### USING THE INFORMATION
A - Turn the paragraph of the CES 2025 retrospective that begins "Some picks actually lived up to the hype" into a short bulleted list, keeping its main facts.
B - Carry on the CES 2025 retrospective, picking up right after its final sentence.

A year after the Las Vegas halls emptied and the glow of booth lights dimmed, many of CES 2025’s buzziest products have either become everyday gear, expensive curiosities, or vaporware you can only find via gray-market listings. I revisited the winners and near-winners—laptops, robots, rings, and even a salty electric spoon—to see which ideas survived the trek from press room applause to shipping cartons.

Winners that made the leap

Some picks actually lived up to the hype. Lenovo’s Legion Tab Gen 3 transformed its on-floor promise—a compact 8.8-inch gaming tablet with a Snapdragon 8 Gen 3 and a vapor chamber thermal design—into an attractive $389 device that reviewers praised for punchy performance and a 144Hz screen. Similarly, LG’s G5 OLED didn’t just wow at CES; professional testing later ranked it among the brightest, most picture-perfect OLEDs available.

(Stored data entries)
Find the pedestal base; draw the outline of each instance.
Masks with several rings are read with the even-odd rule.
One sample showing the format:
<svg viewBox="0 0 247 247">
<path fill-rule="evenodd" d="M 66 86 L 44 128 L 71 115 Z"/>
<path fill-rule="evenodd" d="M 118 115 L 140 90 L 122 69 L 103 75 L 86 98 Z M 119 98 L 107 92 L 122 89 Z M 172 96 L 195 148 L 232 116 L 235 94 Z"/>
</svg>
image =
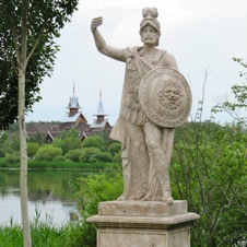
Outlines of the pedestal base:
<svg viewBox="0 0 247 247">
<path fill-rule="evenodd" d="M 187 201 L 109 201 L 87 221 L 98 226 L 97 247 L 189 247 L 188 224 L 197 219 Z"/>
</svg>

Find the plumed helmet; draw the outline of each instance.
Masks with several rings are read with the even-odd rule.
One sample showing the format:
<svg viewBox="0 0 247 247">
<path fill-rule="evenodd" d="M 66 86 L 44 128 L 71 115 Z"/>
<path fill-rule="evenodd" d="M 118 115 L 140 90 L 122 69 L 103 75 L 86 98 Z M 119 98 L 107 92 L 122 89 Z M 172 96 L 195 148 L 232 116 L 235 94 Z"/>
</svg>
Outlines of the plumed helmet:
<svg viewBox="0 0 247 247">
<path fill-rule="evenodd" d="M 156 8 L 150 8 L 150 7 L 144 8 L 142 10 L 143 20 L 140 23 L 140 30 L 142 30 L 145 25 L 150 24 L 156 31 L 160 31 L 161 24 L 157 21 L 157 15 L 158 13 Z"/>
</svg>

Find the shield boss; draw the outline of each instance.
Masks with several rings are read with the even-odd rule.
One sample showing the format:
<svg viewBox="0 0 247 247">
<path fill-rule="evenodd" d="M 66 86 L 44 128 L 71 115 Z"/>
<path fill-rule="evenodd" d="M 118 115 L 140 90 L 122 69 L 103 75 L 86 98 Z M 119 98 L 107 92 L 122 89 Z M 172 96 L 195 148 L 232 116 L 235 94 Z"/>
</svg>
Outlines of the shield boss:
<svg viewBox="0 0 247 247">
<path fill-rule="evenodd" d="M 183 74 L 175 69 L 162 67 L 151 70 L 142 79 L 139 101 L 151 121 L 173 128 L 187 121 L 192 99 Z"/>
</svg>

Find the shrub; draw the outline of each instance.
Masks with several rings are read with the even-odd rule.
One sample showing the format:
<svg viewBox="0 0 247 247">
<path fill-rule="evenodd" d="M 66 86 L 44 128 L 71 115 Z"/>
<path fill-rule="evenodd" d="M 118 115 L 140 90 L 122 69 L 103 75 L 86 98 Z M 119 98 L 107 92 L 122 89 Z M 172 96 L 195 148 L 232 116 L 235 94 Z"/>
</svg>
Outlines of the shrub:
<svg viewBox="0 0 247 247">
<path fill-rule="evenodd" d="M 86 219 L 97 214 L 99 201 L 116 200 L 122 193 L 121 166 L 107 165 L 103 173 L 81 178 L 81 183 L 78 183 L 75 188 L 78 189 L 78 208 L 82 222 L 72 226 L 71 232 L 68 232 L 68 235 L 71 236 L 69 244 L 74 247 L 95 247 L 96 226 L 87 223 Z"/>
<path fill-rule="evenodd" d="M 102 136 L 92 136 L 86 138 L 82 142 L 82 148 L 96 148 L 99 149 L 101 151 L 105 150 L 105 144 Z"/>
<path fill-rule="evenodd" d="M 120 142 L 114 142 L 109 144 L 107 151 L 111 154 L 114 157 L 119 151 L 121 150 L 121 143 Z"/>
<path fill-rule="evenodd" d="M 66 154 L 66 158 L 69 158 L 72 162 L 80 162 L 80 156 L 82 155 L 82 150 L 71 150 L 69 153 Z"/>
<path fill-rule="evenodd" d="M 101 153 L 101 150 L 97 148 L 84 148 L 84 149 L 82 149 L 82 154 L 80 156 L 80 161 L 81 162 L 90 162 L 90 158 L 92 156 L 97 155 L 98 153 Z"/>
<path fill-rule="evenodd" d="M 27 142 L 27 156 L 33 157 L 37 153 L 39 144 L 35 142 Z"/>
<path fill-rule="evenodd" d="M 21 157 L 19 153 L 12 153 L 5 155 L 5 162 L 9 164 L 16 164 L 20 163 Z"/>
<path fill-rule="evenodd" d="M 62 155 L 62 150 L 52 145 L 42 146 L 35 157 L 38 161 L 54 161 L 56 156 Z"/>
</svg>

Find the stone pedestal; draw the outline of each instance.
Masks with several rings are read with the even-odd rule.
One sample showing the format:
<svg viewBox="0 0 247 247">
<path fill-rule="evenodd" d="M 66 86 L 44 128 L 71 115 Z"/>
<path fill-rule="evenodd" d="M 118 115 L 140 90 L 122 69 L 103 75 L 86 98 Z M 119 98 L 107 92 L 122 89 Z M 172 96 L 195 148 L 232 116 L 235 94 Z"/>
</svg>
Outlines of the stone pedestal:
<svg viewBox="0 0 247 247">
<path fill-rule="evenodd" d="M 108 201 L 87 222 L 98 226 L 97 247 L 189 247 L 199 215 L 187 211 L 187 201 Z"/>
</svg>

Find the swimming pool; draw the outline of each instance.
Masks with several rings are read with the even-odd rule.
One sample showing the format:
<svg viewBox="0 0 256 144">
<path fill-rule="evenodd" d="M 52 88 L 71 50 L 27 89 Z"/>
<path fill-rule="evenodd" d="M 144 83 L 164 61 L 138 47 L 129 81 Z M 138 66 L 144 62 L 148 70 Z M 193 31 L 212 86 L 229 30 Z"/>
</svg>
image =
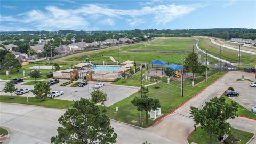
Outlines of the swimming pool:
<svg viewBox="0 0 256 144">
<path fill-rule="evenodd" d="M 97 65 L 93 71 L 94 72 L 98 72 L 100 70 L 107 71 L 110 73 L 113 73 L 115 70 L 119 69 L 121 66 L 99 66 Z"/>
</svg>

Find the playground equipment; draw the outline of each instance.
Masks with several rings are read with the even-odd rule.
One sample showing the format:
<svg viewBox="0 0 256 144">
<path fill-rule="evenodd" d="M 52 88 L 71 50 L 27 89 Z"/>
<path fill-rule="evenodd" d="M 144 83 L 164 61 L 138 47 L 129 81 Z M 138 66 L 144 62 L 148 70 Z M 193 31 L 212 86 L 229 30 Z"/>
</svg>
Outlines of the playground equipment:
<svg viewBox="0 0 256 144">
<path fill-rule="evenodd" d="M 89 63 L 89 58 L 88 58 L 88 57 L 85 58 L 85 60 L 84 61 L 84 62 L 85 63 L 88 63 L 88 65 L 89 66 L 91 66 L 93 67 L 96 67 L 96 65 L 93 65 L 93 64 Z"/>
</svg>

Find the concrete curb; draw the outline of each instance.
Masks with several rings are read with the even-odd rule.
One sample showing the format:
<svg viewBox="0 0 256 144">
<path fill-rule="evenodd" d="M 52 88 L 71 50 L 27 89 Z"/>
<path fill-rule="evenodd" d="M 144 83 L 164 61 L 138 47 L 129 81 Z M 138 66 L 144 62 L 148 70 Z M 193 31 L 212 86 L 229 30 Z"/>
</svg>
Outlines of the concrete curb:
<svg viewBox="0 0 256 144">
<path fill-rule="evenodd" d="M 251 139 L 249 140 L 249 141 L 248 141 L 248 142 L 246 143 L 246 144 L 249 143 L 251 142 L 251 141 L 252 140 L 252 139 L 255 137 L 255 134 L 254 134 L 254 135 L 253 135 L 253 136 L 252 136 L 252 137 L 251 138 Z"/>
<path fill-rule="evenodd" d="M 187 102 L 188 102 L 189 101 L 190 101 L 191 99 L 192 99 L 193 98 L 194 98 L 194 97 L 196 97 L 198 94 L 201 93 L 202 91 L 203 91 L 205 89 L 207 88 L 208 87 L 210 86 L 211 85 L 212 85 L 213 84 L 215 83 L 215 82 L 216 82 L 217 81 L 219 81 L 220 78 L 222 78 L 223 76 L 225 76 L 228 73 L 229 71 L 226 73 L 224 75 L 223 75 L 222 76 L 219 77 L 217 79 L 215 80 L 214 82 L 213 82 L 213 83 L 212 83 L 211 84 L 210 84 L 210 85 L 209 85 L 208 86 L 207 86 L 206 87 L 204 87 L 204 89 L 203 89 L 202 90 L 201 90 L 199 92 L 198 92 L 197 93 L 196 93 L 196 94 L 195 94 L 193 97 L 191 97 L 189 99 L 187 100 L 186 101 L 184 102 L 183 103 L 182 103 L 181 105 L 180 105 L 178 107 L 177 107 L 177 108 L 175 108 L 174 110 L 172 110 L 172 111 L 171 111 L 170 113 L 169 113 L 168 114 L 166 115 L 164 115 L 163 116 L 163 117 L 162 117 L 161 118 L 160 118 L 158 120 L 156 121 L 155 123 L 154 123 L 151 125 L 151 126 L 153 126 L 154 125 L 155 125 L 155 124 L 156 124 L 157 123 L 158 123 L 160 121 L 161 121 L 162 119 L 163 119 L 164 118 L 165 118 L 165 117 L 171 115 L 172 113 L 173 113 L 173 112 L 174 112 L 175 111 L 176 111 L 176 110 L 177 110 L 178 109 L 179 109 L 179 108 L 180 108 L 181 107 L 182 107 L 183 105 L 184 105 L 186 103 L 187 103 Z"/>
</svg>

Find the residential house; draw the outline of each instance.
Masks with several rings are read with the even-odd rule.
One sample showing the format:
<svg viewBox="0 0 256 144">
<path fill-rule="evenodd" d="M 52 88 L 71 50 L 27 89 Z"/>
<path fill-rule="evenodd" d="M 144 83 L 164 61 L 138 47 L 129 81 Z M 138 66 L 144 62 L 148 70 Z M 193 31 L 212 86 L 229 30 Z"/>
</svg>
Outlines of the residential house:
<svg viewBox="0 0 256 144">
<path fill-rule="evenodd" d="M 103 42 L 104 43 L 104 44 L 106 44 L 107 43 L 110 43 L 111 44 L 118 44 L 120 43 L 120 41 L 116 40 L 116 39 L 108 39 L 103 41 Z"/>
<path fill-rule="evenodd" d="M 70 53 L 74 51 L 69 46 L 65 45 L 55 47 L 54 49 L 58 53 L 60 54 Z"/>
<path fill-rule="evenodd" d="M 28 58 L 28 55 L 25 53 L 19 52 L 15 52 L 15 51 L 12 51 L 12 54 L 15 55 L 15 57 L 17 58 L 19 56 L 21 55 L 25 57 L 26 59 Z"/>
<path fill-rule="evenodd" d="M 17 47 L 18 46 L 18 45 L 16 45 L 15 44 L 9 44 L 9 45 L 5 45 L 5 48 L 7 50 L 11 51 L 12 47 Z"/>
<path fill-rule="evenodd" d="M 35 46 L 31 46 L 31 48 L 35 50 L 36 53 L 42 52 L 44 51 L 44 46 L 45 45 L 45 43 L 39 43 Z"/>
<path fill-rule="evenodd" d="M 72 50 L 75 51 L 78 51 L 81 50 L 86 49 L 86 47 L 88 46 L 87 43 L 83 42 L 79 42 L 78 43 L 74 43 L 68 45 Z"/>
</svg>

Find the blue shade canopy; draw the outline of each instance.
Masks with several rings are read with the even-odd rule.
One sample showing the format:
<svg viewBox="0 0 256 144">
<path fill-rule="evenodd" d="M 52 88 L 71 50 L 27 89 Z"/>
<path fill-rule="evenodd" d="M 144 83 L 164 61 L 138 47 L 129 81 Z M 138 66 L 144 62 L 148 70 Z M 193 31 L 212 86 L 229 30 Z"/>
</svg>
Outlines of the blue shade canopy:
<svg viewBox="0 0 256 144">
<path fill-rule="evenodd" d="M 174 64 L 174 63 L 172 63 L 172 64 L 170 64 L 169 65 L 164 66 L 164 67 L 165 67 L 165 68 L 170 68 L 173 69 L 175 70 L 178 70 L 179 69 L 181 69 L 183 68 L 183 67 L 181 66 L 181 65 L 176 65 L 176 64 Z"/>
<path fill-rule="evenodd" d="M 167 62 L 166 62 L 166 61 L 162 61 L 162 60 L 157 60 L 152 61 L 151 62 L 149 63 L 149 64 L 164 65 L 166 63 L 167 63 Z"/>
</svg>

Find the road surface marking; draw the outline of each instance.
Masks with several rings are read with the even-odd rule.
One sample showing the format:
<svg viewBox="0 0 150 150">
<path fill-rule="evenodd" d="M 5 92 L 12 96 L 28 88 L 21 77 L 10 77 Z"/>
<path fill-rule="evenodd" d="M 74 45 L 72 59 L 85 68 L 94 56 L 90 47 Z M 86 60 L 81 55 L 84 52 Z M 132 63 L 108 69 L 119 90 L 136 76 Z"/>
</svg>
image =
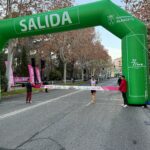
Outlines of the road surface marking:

### YOUR RESPONSES
A -
- Some CES picks lived up to the hype.
- Lenovo's Legion Tab Gen 3 was shown as a compact 8.8-inch gaming tablet with a Snapdragon 8 Gen 3 and a vapor chamber thermal design. It shipped as a $389 device, and reviewers praised its punchy performance and 144Hz screen.
- LG's G5 OLED impressed at CES. Professional testing later ranked it among the brightest, most picture-perfect OLEDs available.

B -
AMD’s Ryzen 9 9950X3D emerged as a clear hardware win. Launched after the show, it dominated gaming benchmarks and kept a lead against Intel in many workloads, validating the chipmakers’ CES-stage bravado.

Not all success stories were headline-grabbing consumer boxes. Nvidia’s Cosmos—originally framed as a “world foundation model” at CES—morphed into a practical, open-source simulation platform and quickly found real engineering users in robotics and autonomous-vehicle teams. That kind of behind-the-scenes influence doesn’t trend on social, but it changes product roadmaps.

Hits that arrived… with caveats

A few products shipped but came with compromises. The Asus Zenbook A14 arrived as a slim, well-built ultraportable with great battery life and an attractive price, yet its Snapdragon X Plus-powered Copilot+ configuration felt underwhelming for heavy workloads. Some buyers loved its portability; others expected more CPU muscle for the price.

JBL’s Tour One M3 headphones reached market with the clever suitcase transmitter that lets you pull audio from airplane seats or older 3.5mm sources—useful for travel—alongside solid battery life and spatial sound. Unfortunately, tariffs nudged the price up after launch.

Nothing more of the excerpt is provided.